— start of Records to process —

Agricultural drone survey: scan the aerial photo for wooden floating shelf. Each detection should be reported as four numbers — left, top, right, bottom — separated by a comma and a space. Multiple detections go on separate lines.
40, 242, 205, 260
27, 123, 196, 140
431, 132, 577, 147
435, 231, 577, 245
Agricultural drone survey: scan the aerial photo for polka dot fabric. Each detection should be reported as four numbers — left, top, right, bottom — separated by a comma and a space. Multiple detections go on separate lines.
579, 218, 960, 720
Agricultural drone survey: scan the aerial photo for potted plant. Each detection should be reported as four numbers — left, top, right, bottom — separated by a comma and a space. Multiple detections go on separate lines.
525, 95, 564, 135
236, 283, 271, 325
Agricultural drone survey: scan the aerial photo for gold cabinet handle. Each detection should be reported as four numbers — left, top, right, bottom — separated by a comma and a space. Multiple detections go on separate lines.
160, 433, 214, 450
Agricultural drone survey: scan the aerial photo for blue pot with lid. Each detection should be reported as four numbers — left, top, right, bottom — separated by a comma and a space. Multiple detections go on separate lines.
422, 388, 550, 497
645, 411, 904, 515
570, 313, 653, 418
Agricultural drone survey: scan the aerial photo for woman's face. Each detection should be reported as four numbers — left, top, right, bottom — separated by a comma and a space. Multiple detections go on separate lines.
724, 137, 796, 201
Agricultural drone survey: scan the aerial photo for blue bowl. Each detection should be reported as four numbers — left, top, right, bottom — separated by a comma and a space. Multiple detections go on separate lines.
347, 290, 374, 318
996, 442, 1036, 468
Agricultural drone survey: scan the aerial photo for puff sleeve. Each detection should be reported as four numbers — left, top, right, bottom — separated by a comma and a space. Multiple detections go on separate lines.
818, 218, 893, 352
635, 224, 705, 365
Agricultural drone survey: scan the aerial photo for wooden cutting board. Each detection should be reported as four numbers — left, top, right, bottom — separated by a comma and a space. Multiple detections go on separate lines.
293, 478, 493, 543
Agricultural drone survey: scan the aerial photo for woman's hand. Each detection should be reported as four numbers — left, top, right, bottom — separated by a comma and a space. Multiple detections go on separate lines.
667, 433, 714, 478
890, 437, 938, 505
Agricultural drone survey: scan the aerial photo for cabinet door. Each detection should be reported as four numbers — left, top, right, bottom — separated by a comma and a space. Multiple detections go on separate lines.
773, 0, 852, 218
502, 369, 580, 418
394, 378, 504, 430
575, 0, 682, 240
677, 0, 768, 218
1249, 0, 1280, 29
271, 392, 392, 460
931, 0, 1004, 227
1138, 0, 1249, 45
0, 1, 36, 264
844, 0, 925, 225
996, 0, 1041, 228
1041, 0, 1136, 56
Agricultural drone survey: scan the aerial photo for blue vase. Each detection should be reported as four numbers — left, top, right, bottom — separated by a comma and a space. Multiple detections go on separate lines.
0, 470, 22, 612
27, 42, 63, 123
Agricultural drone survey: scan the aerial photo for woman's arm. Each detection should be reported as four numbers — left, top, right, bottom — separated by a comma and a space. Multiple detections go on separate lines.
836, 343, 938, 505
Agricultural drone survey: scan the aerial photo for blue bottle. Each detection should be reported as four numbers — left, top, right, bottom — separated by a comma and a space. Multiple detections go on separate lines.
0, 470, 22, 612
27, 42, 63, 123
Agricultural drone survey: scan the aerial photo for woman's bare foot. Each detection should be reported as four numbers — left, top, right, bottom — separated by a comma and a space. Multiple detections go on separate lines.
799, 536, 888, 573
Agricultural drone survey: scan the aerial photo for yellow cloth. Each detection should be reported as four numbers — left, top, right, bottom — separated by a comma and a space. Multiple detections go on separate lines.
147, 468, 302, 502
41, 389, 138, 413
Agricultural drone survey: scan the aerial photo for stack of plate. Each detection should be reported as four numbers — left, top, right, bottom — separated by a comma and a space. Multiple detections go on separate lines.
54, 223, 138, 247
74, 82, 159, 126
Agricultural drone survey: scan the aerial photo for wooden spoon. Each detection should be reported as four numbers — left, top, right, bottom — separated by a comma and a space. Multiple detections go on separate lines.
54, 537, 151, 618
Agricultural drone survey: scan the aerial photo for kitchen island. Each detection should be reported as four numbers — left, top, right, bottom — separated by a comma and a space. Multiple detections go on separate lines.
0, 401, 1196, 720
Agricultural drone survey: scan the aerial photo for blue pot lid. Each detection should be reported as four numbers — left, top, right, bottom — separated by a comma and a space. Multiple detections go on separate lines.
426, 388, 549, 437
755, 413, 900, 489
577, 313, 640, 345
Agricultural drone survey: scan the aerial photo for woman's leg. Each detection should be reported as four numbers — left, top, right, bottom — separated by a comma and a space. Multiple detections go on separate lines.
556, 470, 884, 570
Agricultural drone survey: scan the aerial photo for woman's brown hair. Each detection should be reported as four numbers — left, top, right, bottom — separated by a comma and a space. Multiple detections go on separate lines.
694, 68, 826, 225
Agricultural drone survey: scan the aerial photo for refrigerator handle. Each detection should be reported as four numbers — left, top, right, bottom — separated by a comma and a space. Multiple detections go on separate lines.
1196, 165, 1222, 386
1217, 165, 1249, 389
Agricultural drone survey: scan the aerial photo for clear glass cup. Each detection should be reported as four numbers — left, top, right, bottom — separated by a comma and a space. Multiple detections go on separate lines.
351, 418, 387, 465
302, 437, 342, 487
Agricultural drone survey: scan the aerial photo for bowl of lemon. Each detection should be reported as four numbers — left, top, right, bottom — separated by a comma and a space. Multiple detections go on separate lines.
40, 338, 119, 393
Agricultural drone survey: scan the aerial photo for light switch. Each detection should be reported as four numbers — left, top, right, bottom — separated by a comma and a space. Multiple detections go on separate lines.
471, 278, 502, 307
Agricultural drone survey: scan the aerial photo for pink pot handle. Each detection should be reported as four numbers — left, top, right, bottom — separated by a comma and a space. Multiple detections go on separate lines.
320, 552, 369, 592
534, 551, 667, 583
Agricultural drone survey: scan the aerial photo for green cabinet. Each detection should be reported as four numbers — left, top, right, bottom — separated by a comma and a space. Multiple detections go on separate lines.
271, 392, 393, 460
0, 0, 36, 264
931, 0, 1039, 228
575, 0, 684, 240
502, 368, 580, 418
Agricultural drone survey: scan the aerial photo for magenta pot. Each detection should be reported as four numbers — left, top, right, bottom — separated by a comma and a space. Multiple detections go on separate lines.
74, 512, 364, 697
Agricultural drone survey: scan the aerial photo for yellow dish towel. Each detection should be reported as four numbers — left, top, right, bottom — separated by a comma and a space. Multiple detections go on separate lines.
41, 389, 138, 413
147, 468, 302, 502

— end of Records to process —
— start of Records to process —

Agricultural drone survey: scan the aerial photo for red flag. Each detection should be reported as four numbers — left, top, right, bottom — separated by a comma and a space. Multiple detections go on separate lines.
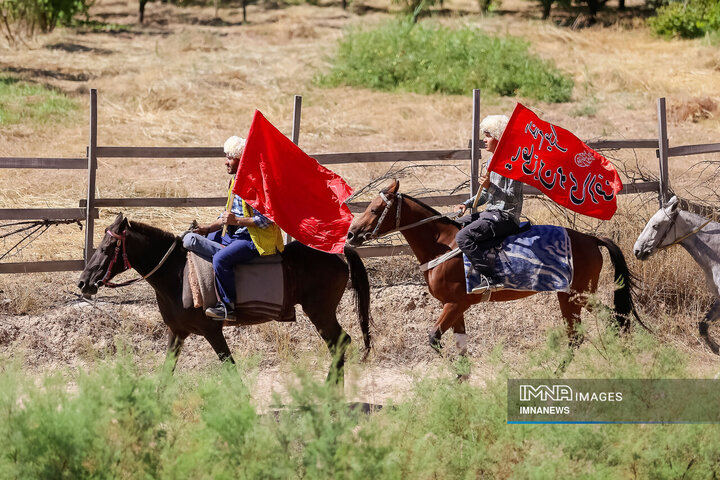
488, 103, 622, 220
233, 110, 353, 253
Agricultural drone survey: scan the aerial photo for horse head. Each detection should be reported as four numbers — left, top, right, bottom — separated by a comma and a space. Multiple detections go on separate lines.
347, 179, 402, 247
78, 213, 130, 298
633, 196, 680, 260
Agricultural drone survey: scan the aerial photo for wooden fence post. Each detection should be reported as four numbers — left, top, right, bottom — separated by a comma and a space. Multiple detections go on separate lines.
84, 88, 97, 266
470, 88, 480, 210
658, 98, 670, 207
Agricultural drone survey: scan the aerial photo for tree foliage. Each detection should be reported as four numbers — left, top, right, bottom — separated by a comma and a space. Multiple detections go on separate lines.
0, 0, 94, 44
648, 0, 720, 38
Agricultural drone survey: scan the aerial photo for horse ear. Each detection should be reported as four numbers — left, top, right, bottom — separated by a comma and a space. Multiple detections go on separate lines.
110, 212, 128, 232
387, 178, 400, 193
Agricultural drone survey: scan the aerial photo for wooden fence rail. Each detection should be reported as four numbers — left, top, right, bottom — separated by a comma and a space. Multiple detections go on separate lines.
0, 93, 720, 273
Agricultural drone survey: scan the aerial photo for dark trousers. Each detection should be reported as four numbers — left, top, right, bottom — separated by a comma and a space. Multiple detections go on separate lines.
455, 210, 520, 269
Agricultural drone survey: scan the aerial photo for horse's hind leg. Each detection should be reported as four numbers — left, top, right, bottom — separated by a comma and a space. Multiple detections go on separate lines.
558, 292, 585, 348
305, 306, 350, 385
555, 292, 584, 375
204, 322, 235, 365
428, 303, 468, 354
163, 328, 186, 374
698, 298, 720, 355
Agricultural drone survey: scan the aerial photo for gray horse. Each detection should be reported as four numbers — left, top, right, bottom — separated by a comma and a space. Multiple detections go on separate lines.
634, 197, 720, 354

— end of Records to process —

▶ [Instructions to follow] Copy the rows from the one containing "Agricultural drone survey: scan the aerial photo for cabinet" through the one containing "799, 536, 888, 573", swapping "blue" for "teal" and keeping everything else the same. Give only those rows.

▶ [Completed task]
Agricultural drone survey: scan the aerial photo for cabinet door. Each detection should be reported as four numbers — left, top, right, bottom — separated by a comma and a space. Multiple detections go on separate lines.
773, 0, 852, 218
502, 369, 580, 418
394, 378, 504, 430
575, 0, 682, 240
677, 0, 768, 218
1249, 0, 1280, 29
271, 392, 392, 460
931, 0, 1004, 227
1138, 0, 1249, 45
0, 1, 36, 264
844, 0, 925, 225
996, 0, 1041, 228
1041, 0, 1136, 56
Agricultural drone survey: scan the aerial photo for teal vase. Each detection should be reported as four numbers — left, top, right, bottom — separated by a comma and a space. Multiple detections go on separate lines.
0, 470, 22, 612
27, 42, 63, 123
Agricultural drone survey: scan the aerial photo for woman's arm. Each detection should be reported as four numbers — left, top, right, bottom — separated by a comma and a space. Multiple detections go on separate lines.
836, 343, 938, 505
Agricultural drone survey: scan the aerial photo for teal bottle. Each detection should be reported as four numbers — left, top, right, bottom — separated by a comma and a space. Multiple detections go on separate lines.
0, 470, 22, 612
27, 42, 63, 123
Agricultural drone survey: scan the aerial photo for woman's bare foot. Each detection should be reported as four numbers — left, top, right, bottom — separated by a comma and a space. Multiple detections go on separate lines.
799, 536, 888, 573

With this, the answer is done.